» The problem
Write out all of the items below again with every "instance" swapped for "object", keeping everything else the same. Leave the pictures out.

» Exercise inputs
:::::

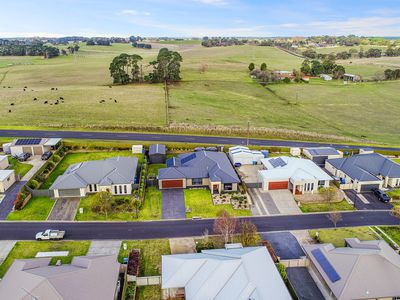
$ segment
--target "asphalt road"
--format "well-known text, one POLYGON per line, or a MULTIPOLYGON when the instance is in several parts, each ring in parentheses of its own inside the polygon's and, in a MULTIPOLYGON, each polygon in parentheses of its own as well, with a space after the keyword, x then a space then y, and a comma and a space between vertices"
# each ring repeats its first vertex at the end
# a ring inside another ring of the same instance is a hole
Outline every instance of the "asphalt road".
MULTIPOLYGON (((338 227, 399 225, 389 211, 355 211, 342 213, 338 227)), ((331 228, 326 214, 250 217, 259 232, 331 228)), ((0 240, 31 240, 48 228, 65 230, 66 239, 150 239, 200 236, 213 220, 170 220, 151 222, 0 222, 0 240)))
MULTIPOLYGON (((129 132, 85 132, 85 131, 50 131, 50 130, 0 130, 2 137, 59 137, 69 139, 94 139, 94 140, 127 140, 127 141, 154 141, 154 142, 176 142, 176 143, 199 143, 212 145, 245 145, 247 140, 239 137, 222 136, 197 136, 177 134, 156 134, 156 133, 129 133, 129 132)), ((316 147, 332 146, 336 148, 356 149, 361 146, 348 144, 313 143, 284 140, 263 140, 250 139, 250 145, 254 146, 275 146, 275 147, 316 147)), ((400 148, 373 147, 377 150, 396 150, 400 148)))

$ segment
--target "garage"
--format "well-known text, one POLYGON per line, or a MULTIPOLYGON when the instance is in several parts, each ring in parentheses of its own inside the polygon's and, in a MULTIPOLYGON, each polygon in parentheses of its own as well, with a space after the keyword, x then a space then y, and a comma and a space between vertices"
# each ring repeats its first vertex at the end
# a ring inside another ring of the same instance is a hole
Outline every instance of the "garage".
POLYGON ((271 181, 268 183, 268 190, 286 190, 289 188, 289 181, 271 181))
POLYGON ((179 189, 183 188, 183 179, 163 180, 161 181, 163 189, 179 189))

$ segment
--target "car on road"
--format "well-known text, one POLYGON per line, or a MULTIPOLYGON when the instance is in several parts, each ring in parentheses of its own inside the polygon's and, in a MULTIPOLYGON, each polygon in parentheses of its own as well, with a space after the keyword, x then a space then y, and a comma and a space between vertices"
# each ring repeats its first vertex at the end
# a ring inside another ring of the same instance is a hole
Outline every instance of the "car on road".
POLYGON ((382 201, 384 203, 388 203, 390 201, 390 197, 382 190, 375 188, 372 190, 374 195, 378 197, 379 201, 382 201))
POLYGON ((45 231, 36 233, 36 240, 37 241, 62 240, 64 238, 64 235, 65 231, 47 229, 45 231))
POLYGON ((53 153, 51 151, 46 151, 42 154, 42 160, 48 160, 52 155, 53 153))

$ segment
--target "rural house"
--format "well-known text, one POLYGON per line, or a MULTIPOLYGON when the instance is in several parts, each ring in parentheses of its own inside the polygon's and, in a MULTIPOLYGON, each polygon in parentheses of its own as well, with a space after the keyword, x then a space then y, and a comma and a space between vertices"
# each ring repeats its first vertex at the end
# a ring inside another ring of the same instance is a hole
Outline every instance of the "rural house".
POLYGON ((138 159, 112 157, 69 166, 50 187, 55 198, 85 197, 108 191, 113 195, 130 195, 136 182, 138 159))
POLYGON ((237 191, 240 183, 235 169, 223 152, 198 151, 167 160, 158 170, 160 189, 209 187, 213 193, 237 191))
POLYGON ((312 269, 335 299, 398 299, 400 255, 384 240, 345 242, 344 248, 303 245, 312 269))
POLYGON ((400 164, 378 153, 328 159, 325 168, 339 178, 342 189, 366 192, 400 186, 400 164))
POLYGON ((266 247, 162 256, 162 299, 292 299, 266 247))
POLYGON ((258 171, 262 189, 289 189, 293 194, 316 193, 329 187, 332 178, 314 162, 297 157, 280 156, 261 160, 264 170, 258 171))

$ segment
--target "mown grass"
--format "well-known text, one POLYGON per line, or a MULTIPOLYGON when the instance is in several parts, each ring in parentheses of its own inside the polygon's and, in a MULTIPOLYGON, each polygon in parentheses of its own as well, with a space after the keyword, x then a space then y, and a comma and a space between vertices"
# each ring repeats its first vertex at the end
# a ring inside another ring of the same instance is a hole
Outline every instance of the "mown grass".
POLYGON ((54 200, 48 197, 33 197, 29 200, 26 206, 21 210, 15 210, 7 216, 9 221, 42 221, 46 220, 51 209, 53 208, 54 200))
POLYGON ((89 246, 88 241, 17 242, 0 266, 0 277, 4 277, 15 259, 34 258, 38 252, 69 251, 68 256, 53 257, 51 260, 51 264, 55 264, 57 260, 61 260, 63 264, 69 264, 74 256, 86 255, 89 246))

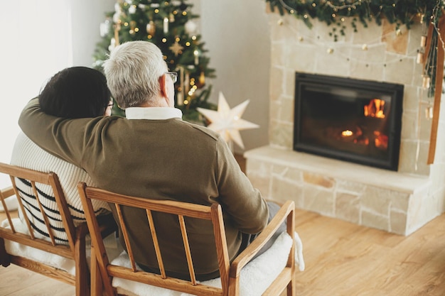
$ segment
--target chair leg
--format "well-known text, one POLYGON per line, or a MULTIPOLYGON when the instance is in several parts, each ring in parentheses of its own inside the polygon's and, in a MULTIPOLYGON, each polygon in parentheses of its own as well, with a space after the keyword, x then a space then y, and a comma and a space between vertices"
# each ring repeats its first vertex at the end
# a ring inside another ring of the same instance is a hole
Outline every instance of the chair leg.
POLYGON ((5 241, 0 238, 0 265, 8 267, 11 264, 11 256, 6 253, 5 241))
POLYGON ((103 287, 102 279, 99 273, 99 265, 95 257, 95 248, 91 248, 91 296, 102 296, 103 293, 103 287))
POLYGON ((294 275, 292 275, 291 281, 287 284, 287 296, 295 296, 296 293, 296 288, 295 287, 295 278, 294 275))
POLYGON ((76 296, 90 296, 90 285, 88 283, 90 273, 88 266, 87 265, 85 236, 77 239, 75 248, 76 296))

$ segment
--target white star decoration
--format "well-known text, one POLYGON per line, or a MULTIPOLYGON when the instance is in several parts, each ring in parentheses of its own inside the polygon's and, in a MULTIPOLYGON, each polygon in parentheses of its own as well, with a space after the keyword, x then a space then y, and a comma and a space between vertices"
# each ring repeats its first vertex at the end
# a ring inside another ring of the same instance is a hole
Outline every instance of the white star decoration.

:::::

» Expected answer
$ segment
--target "asphalt road"
--format "well-known text, one POLYGON per line, or a MULTIPOLYGON when the object is in several parts, each ring in parentheses of its own inside the polygon's and, in a MULTIPOLYGON, each polygon in parentheses of its own as well, with a space after the keyword, x then a space then y, and a comma and a space between vertices"
# each ring repeats its first vertex at the end
# a ring inside another ring of the same object is a hole
Outline every object of the "asphalt road".
MULTIPOLYGON (((338 227, 399 225, 389 211, 355 211, 342 213, 338 227)), ((331 228, 326 214, 250 217, 259 232, 331 228)), ((0 240, 31 240, 48 228, 65 230, 66 239, 150 239, 200 236, 213 220, 170 220, 151 222, 0 222, 0 240)))
MULTIPOLYGON (((129 132, 85 132, 85 131, 50 131, 50 130, 0 130, 2 137, 59 137, 69 139, 94 139, 94 140, 127 140, 127 141, 154 141, 154 142, 176 142, 176 143, 199 143, 212 145, 245 145, 247 140, 239 137, 222 136, 197 136, 177 134, 156 134, 156 133, 129 133, 129 132)), ((316 147, 332 146, 336 148, 356 149, 361 146, 348 144, 313 143, 284 140, 263 140, 250 139, 250 145, 254 146, 275 146, 275 147, 316 147)), ((400 148, 373 147, 377 150, 396 150, 400 148)))

$ segment
--target "garage"
--format "well-known text, one POLYGON per line, or a MULTIPOLYGON when the object is in several parts, each ring in parentheses of its own inside the polygon's and, in a MULTIPOLYGON, each polygon in parentheses of its own as well, with a space after the keyword, x then a space then y, and a comma and a space between vertices"
# each ring repeats its first vertex at the end
# a ring inside another ring of the same object is a hole
Outline every object of the "garage".
POLYGON ((271 181, 268 183, 268 190, 286 190, 289 188, 289 181, 271 181))
POLYGON ((179 189, 183 188, 183 179, 163 180, 161 181, 163 189, 179 189))

$ segment
--target "car on road"
--format "well-known text, one POLYGON per line, or a MULTIPOLYGON when the object is in several parts, each ring in parentheses of its own inside the polygon's and, in a MULTIPOLYGON, each polygon in parentheses of its own as well, with a space after the keyword, x then a space then y, and a comma and a space between vertices"
# each ring repeats its first vertex at the end
# a ring inside another ring of the same object is a hole
Outline every object of the "car on road".
POLYGON ((382 201, 384 203, 388 203, 390 201, 390 197, 382 190, 375 188, 372 190, 374 195, 378 197, 379 201, 382 201))
POLYGON ((45 231, 36 233, 36 240, 37 241, 62 240, 64 238, 64 235, 65 231, 47 229, 45 231))
POLYGON ((53 153, 51 151, 46 151, 42 154, 42 160, 48 160, 52 155, 53 153))

$ segment
--target "rural house"
--format "well-known text, one POLYGON per line, or a MULTIPOLYGON when the object is in several parts, each ring in parentheses of its own inside the polygon's and, in a MULTIPOLYGON, each polygon in parentheses of its own as well, with a space after the keyword, x then a space then y, and a comma and a space between vertices"
# each ring repeats its first vertex at the end
# a ring inside another ring of the same object is a hole
Outline every object of the "rural house".
POLYGON ((138 159, 112 157, 69 166, 50 187, 55 198, 85 197, 108 191, 113 195, 130 195, 136 182, 138 159))
POLYGON ((237 191, 240 183, 235 169, 223 152, 198 151, 167 160, 158 170, 160 189, 209 187, 213 193, 237 191))
POLYGON ((312 269, 335 299, 398 299, 400 255, 384 240, 345 242, 344 248, 303 245, 312 269))
POLYGON ((400 164, 378 153, 328 159, 325 168, 339 178, 342 189, 366 192, 400 186, 400 164))
POLYGON ((266 247, 162 256, 162 299, 292 299, 266 247))
POLYGON ((258 171, 262 189, 289 189, 293 194, 316 193, 329 187, 332 178, 314 162, 297 157, 280 156, 261 160, 264 170, 258 171))

$ segment
--target "mown grass"
--format "well-known text, one POLYGON per line, or a MULTIPOLYGON when the object is in several parts, each ring in parentheses of its own inside the polygon's and, in a MULTIPOLYGON, each polygon in parentheses of its own as well, with a space after the keyword, x then a space then y, and a comma and a space between vertices"
# each ring repeats its first vertex at the end
# a ring inside another ring of the same object is a hole
Outline every object of the "mown grass".
POLYGON ((54 200, 48 197, 33 197, 29 200, 26 206, 21 210, 15 210, 7 216, 9 221, 42 221, 46 220, 51 209, 53 208, 54 200))
POLYGON ((89 246, 88 241, 17 242, 0 266, 0 277, 4 277, 15 259, 34 258, 38 252, 69 251, 68 256, 53 257, 51 260, 51 264, 55 264, 57 260, 61 260, 63 264, 69 264, 74 256, 86 255, 89 246))

$ segment
--target chair leg
--format "well-known text, one POLYGON per line, or a MULTIPOLYGON when the object is in several parts, each ring in parentheses of its own inside the polygon's and, in a MULTIPOLYGON, each polygon in parentheses of its own as well, with a space after the keyword, x then a space then y, and a comma and a space between vertices"
# each ring repeats its first vertex at the end
# a ring inside another ring of the same object is a hole
Outline every object of the chair leg.
POLYGON ((5 241, 0 238, 0 265, 8 267, 11 264, 11 256, 6 253, 5 241))
POLYGON ((103 287, 102 279, 99 273, 99 265, 95 257, 95 248, 91 248, 91 296, 102 296, 103 293, 103 287))
POLYGON ((294 275, 292 275, 291 281, 287 284, 287 296, 295 296, 296 293, 296 288, 295 287, 295 278, 294 275))
POLYGON ((76 296, 90 296, 90 285, 88 283, 90 273, 88 266, 87 265, 85 236, 77 239, 75 248, 76 296))

$ segment
--target white star decoration
--format "well-known text, one POLYGON per line, or a MULTIPOLYGON when the object is in several parts, each ring in parentheses of its own inside the polygon's and, in a MULTIPOLYGON, each polygon in parentheses of its own as well, with a space after the keyword, x then a space then y, and a comma and a space between vertices"
# each ring repeats its first vertex at the end
# a ring inside another ring of the same object is a hole
Outline every object of the white star decoration.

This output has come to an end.